- [The tasks]
**1)** For each statement (a), (b) and (c), decide whether it agrees with the summary of the Oregon retroactivity case below. Answer yes or no, and quote the deciding words of the summary.
(a) The court held that ORS 138.530 requires every new constitutional rule to be applied retroactively in Oregon post-conviction proceedings.
(b) Oregon's Post-Conviction Act dates from 1959.
(c) Under the Teague framework, "watershed" procedural rules are an exception to the general bar on retroactive application.
**2)** Extend the summary of the Oregon retroactivity case below, beginning after its final line.

- [Selection]
%%

438 P.3d 381
Or.2019Background
- The U.S. Supreme Court’s Teague framework generally bars retroactive application of new constitutional rules on collateral review, except (1) substantive rules that place certain conduct beyond criminal law and (2) "watershed" procedural rules. Teague, however, arose in federal habeas context.
- Danforth held Teague’s general nonretroactivity principle governs federal habeas relief as a matter of statutory scope, while Montgomery treated Teague’s first exception (new substantive rules) as constitutionally retroactive for state collateral review.
- Oregon’s 1959 Post-Conviction Act (ORS 138.510–138.680) made statutory post-conviction petitions the exclusive state remedy for collateral challenges and included ORS 138.530(1)(a) (relief when a "substantial denial" of constitutional rights rendered the conviction void) and ORS 138.530(2) (do not deny relief that would have been available under the writ of habeas corpus before May 26, 1959).
- Petitioner argued ORS 138.530(2) and ORS 138.530(1)(a) require that every new constitutional rule (federal or state) be applied retroactively in Oregon post-conviction proceedings.
- The Oregon Supreme Court analyzed textual usage of "writ of habeas corpus," historical state habeas practice before 1959, limited federal retroactivity prior to 1959, and Oregon precedent (including State v. Fair) bearing on retroactivity.
- Holding: ORS 138.530 does not mandate that all new constitutional rules be applied retroactively in Oregon post-conviction proceedings; the court affirmed the lower courts’ judgments and left Fair’s approach (case-by-case retroactivity) intact.
Issues
| Issue | Plaintiff's Argument | Defendant's Argument | Held |
|---|---|---|---|
| Whether ORS 138.530(2) requires retroactive application of all new constitutional rules | ORS 138.530(2) preserves relief available under the pre-1959 writ of habeas, and federal/state habeas applied new rules retroactively, so the statute requires retroactivity | "Writ of habeas corpus" in the statute refers to the state writ; Oregon courts did not have a clear practice of retroactivity pre-1959; federal retroactivity pre-1959 was rare | ORS 138.530(2) does not require automatic retroactivity for all new rules; context and history do not support petitioner’s reading |
| Whether ORS 138.530(1)(a) mandates retroactivity when a new constitutional rule is announced | The statute grants relief for a "substantial denial" of constitutional rights that "rendered the conviction void," which petitioner reads to require retroactive application of every new rule | Text limits relief to "substantial" denials rendering the conviction void; "when" should not be read as "whenever;" statute may simply list grounds with petitioner bearing burden | ORS 138.530(1)(a) does not compel universal retroactivity; the text and context are inconsistent with petitioner’s absolute rule |
| Whether Oregon must follow a per se retroactivity rule or retain judicial discretion (per Fair) | Petitioner contends the statute reflects legislative intent to require retroactivity | State argues prior Oregon precedent (Fair) permits case-by-case retroactivity so long as federal minimums are met | Court upholds Fair: Oregon courts may decide retroactivity case-by-case and are not bound to apply all new rules retroactively |
Key Cases Cited
- Teague v. Lane, 489 U.S. 288 (1989) (establishes general nonretroactivity on collateral review and two narrow exceptions)

%%

- [Information supplied]
%%

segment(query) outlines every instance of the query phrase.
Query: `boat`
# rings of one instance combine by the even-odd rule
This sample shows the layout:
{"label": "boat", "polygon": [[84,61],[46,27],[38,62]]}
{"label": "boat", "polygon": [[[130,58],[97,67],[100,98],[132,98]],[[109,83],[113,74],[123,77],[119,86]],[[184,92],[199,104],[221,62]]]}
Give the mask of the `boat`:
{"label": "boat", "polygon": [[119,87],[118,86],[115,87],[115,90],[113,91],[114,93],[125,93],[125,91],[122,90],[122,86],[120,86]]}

%%

- [Task-by-task results]
**1)**
(a) No: "ORS 138.530 does not mandate that all new constitutional rules be applied retroactively in Oregon post-conviction proceedings"
(b) Yes: "Oregon’s 1959 Post-Conviction Act (ORS 138.510–138.680)"
(c) Yes: "except (1) substantive rules that place certain conduct beyond criminal law and (2) "watershed" procedural rules"

**2)**
- Mackey v. United States, 401 U.S. 667 (1971) (concurrent discussion of retroactivity principles cited by Teague)
- Danforth v. Minnesota, 552 U.S. 264 (2008) (Teague’s nonretroactivity rule reflects scope of federal habeas relief under statute)
- Montgomery v. Louisiana, 136 S. Ct. 718 (2016) (Teague’s first exception—new substantive rules—must be given retroactive effect under the Constitution)
- Penry v. Lynaugh, 492 U.S. 302 (1989) (adopts Teague plurality reasoning)
- Desist v. United States, 394 U.S. 244 (1969) (noting retroactive application in federal habeas before 1963 was rare)
- Griffin v. Illinois, 351 U.S. 12 (1956) (right to appellate review for indigents; plurality/concurring views on retroactivity)
- Eskridge v. Washington, 357 U.S. 214 (1958) (applied Griffin retroactively in a per curiam opinion)
- State v. Fair, 263 Or. 383 (1972) (Oregon precedent allowing the court discretion to choose retroactivity or prospectivity for new rules)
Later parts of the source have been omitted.